[HOW TO COMPLETE THIS TASK] From the first line to the last, reproduce the records exactly.

Segment Open

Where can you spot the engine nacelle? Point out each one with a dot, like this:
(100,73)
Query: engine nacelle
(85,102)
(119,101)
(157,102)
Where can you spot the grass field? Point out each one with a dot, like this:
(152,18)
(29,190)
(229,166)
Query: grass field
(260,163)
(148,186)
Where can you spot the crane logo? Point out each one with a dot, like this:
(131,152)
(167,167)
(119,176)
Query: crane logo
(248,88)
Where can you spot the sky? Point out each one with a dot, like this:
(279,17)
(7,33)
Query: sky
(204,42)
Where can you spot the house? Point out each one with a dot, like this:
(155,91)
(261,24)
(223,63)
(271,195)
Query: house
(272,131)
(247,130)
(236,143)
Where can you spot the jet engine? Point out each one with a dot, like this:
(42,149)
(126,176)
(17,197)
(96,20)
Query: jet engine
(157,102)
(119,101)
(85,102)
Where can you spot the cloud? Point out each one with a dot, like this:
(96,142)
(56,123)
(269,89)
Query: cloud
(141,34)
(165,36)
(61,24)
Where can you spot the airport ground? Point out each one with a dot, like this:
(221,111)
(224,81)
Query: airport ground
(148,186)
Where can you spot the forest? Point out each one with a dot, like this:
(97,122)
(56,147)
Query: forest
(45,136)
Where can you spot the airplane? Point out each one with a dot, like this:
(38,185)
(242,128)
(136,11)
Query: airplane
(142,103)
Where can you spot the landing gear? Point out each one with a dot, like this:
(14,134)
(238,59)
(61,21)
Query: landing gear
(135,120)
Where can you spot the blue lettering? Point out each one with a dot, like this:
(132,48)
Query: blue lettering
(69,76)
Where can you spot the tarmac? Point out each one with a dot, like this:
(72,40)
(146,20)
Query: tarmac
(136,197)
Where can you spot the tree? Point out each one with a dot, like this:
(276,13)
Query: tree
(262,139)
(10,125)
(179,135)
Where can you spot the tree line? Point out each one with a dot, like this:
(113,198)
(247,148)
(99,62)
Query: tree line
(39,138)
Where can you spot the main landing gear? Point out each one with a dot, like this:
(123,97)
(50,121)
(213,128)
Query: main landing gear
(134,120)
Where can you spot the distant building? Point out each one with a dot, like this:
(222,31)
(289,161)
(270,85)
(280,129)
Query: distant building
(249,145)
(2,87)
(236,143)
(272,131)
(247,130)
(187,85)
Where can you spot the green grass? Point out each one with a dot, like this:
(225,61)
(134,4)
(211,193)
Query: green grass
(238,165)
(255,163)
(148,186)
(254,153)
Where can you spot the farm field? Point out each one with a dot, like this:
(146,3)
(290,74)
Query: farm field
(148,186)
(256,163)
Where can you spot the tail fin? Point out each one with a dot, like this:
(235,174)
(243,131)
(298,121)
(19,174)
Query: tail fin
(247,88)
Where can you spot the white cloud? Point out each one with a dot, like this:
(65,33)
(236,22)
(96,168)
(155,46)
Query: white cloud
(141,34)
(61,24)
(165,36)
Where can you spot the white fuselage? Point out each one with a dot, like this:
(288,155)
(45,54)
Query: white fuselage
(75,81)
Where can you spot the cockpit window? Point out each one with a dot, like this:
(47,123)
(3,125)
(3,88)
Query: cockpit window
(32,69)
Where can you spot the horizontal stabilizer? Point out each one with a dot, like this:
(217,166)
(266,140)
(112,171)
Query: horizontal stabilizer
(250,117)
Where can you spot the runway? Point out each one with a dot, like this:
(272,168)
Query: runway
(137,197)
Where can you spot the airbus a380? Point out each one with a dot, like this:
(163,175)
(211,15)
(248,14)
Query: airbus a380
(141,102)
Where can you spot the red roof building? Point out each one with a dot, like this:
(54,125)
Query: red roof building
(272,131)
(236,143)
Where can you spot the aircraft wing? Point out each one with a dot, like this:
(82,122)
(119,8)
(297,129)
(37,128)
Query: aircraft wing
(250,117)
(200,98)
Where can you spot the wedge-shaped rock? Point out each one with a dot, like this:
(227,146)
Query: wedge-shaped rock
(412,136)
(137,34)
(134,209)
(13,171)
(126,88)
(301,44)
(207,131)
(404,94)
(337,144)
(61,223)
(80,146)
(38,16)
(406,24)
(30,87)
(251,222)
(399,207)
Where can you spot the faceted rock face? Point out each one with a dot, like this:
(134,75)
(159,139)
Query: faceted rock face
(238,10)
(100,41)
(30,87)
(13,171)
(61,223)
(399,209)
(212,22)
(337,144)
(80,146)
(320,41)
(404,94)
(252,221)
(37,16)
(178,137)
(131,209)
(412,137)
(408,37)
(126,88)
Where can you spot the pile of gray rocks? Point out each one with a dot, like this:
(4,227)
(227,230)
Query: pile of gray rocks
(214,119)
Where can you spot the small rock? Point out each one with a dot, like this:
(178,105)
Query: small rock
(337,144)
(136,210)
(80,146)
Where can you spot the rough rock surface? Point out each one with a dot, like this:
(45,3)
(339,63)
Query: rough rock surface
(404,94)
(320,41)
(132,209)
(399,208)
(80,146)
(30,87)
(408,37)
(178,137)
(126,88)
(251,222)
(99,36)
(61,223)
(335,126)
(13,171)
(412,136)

Segment Closed

[OUTPUT OF THE EXERCISE]
Where can you spot the engine nacelle? Point out each one with a dot, like this:
(100,73)
Query: engine nacelle
(85,102)
(119,101)
(157,102)
Where can you spot the grass field? Point out each one with a dot, like this:
(152,18)
(29,190)
(229,166)
Query: grass field
(260,163)
(148,186)
Where can you spot the crane logo? Point out each one with a dot, like this:
(131,152)
(167,167)
(119,176)
Query: crane logo
(248,88)
Where can you spot the sky? Point out each one with a dot, like this:
(279,17)
(7,33)
Query: sky
(204,42)
Where can you spot the house? Point out each one with a dot, like this:
(155,91)
(261,24)
(223,63)
(271,195)
Query: house
(272,131)
(247,130)
(236,143)
Where can you spot the jet engine? Point out each one with a dot, like this:
(42,149)
(126,176)
(17,197)
(96,20)
Query: jet engine
(157,102)
(119,101)
(85,102)
Where can you spot the cloud? Point out each one with a dot, like this:
(96,142)
(56,123)
(269,89)
Query: cloud
(141,34)
(165,36)
(61,24)
Where can you spot the airport ground? Point out each one with a dot, like this:
(221,111)
(224,81)
Query: airport ground
(148,186)
Where can you spot the forest? Point out each one with a dot, like this:
(97,122)
(56,147)
Query: forest
(45,136)
Where can you spot the airplane? Point out each one with a dot, like this:
(38,185)
(242,128)
(136,11)
Query: airplane
(142,103)
Where can you spot the landing gear? Point out each one with a dot, like this:
(14,134)
(238,59)
(61,21)
Query: landing gear
(135,120)
Where can you spot the blue lettering? Point out each one with a dot, like this:
(132,48)
Query: blue lettering
(69,76)
Where can you spot the tarmac? Point out each one with a dot, like this:
(72,40)
(146,20)
Query: tarmac
(136,197)
Where can you spot the tree? Point out each one with a dot, like this:
(276,13)
Query: tree
(262,139)
(10,125)
(179,135)
Where can you spot the tree line? Point out each one with a dot, like this:
(113,198)
(247,148)
(99,62)
Query: tree line
(39,138)
Where can you spot the main landing gear? Point out each one with a dot, like this:
(123,97)
(50,121)
(213,128)
Query: main landing gear
(134,120)
Where can you spot the distant building? Point out each one with a dot, like this:
(222,31)
(289,161)
(270,85)
(280,129)
Query: distant building
(249,145)
(2,87)
(236,143)
(272,131)
(247,130)
(187,85)
Where can you spot the green grass? Point out each one with a dot, like this:
(225,61)
(134,4)
(211,193)
Query: green grass
(238,165)
(255,163)
(148,186)
(254,153)
Where can you spot the farm field? Point out each one with a dot, like this:
(146,3)
(290,74)
Query: farm field
(148,186)
(256,163)
Where can you spot the tail fin? Point out each one with a dot, like this:
(235,174)
(243,131)
(298,121)
(19,174)
Query: tail fin
(247,88)
Where can you spot the white cloud? Point out each one with a dot, like this:
(65,33)
(236,22)
(96,168)
(155,46)
Query: white cloud
(141,34)
(61,24)
(165,36)
Where can you spot the white fuselage? Point out each one with a dot, like this:
(288,155)
(45,54)
Query: white fuselage
(75,81)
Where can you spot the cockpit window? Point out each one with a dot, like this:
(47,123)
(3,125)
(3,88)
Query: cockpit window
(32,69)
Where can you spot the horizontal stabilizer? Point out each one with a dot, like this:
(217,166)
(266,140)
(112,171)
Query: horizontal stabilizer
(250,117)
Where can you spot the runway? Point out each one with a dot, like this:
(272,168)
Query: runway
(137,197)
Where can you spot the airbus a380? Point out each one with a dot, like this:
(163,175)
(211,15)
(248,14)
Query: airbus a380
(141,102)
Where can you spot the red roof building? Point out each one with a dot, like this:
(54,125)
Query: red roof building
(272,131)
(236,143)
Where can you spot the aircraft wing? Point out each one with a dot, like this:
(82,122)
(119,8)
(297,129)
(37,128)
Query: aircraft wing
(250,117)
(200,98)
Where can you spot the wedge-shaped rock? Point out each one with a dot, like this:
(227,146)
Query: wedge-shaped rock
(412,136)
(137,34)
(134,209)
(13,171)
(126,88)
(301,44)
(207,131)
(404,94)
(337,144)
(61,223)
(80,146)
(38,16)
(406,24)
(30,87)
(251,222)
(399,207)
Where can you spot the faceted rock face? Point out each one with a dot, like this:
(134,75)
(159,139)
Query: faceted rock face
(238,10)
(100,41)
(30,87)
(13,171)
(61,223)
(399,209)
(212,22)
(337,144)
(80,146)
(320,41)
(404,94)
(252,221)
(37,16)
(178,137)
(131,209)
(412,137)
(408,37)
(126,88)
Where can you spot the pile of gray rocks? Point out each one with a dot, like this:
(4,227)
(227,230)
Query: pile of gray rocks
(214,119)
Where can you spot the small rock? Point out each one with a dot, like this:
(178,105)
Query: small rock
(337,144)
(136,210)
(80,146)
Where can you spot the rough rock surface? Point out each one with a dot, like this:
(45,3)
(339,63)
Query: rough rock surface
(404,94)
(320,41)
(132,209)
(399,208)
(80,146)
(30,87)
(408,37)
(178,137)
(126,88)
(251,222)
(99,36)
(61,223)
(335,126)
(13,171)
(412,136)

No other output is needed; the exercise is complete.